══ Source document ══

The language, as in 1 Peter 2:4-10, once again identifies disciples of Jesus with Israel. They are like their father Abraham who before them lived as an alien and exile in the land that his descendants would inherit. So, too, Christians live as aliens and exiles in the earth that they will inherit since Abraham is the “heir of the cosmos” and the father of all believers in Jesus (Romans 4:13).
At the end of the letter, Peter describes his effort as an exhortation and witness to the grace of God (1 Peter 5:12). 1 Peter 2:11-4:11 is the heart of the exhortation, and the term “I exhort” (1 Peter 2:11), which begins this paragraph, heads the whole section.
The exhortation is both negative (abstain from desires of the flesh) and positive (conduct yourselves honorably). The negative is resistance–a courageous perseverance in the face of opposition. The positive is doing good–even when the situations are discouraging and difficult.
The “desires,” previously referenced in 1 Peter 1:14, are associated with a previous way of life, the time of their “ignorance.” These desires are rooted in the “flesh” (sarkikon). This is not a comment about how the body produces evil desires or passions, but rather about the cultural form in which those desires are expressed within Roman society, the world in which his readers live. These desires are driven by the “flesh;” that is, the human center of selfish interests. The “flesh” empowers ungodly acts.
This is a war—a war between human self-centeredness and sanctified soul. It is a contest between two powers—the flesh and the Spirit, who sanctifies the human person. This is not a battle between the body and the inner person, but a battle between human depravity and the human person (body and spirit). The Holy Spirit wages a war for the soul against the flesh. The contest is between two powers—the flesh and the Spirit, and the soul (the whole human person in body and spirit) is contested prize.

═══
══ Given information ══

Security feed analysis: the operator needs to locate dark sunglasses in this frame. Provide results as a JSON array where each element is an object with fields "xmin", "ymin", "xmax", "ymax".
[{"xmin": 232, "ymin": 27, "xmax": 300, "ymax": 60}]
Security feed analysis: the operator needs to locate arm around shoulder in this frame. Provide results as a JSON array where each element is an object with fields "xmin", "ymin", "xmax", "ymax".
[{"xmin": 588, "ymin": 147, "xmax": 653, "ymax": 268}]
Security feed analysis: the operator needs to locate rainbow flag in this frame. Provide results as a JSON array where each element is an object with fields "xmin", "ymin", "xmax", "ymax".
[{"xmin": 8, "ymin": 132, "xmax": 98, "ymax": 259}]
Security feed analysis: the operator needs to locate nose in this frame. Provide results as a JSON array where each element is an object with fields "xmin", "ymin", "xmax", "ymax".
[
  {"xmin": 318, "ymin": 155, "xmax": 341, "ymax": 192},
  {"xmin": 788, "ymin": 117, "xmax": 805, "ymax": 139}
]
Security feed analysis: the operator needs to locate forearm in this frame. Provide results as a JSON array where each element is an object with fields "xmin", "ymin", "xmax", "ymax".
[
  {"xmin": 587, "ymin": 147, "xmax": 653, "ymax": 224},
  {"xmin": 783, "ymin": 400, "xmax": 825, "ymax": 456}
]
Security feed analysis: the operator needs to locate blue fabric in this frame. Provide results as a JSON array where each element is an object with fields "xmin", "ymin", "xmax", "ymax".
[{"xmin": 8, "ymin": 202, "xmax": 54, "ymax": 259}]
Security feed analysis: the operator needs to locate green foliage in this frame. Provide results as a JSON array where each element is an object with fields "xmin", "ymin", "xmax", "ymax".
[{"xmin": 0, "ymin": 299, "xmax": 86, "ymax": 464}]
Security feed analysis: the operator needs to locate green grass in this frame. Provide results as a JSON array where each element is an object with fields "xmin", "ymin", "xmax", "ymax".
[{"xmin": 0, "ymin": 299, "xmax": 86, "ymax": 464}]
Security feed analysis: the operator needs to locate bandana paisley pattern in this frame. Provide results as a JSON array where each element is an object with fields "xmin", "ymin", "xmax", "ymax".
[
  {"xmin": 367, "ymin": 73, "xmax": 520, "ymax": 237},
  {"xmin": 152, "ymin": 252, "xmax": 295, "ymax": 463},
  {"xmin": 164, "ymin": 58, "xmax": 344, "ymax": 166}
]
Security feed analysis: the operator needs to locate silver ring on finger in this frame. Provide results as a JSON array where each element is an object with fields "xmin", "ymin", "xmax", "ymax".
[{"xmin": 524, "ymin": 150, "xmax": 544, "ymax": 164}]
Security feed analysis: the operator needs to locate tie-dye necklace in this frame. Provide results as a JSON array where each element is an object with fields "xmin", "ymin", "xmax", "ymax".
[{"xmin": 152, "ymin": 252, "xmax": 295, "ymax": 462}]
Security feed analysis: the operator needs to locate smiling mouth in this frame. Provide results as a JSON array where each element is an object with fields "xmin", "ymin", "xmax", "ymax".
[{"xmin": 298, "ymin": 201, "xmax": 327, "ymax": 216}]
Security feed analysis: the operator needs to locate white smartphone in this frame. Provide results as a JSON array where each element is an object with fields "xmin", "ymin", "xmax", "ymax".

═══

» Given exercise: In the passage on 1 Peter, what term heads the section described as the heart of Peter's exhortation?

» Exercise output: "I exhort" (1 Peter 2:11)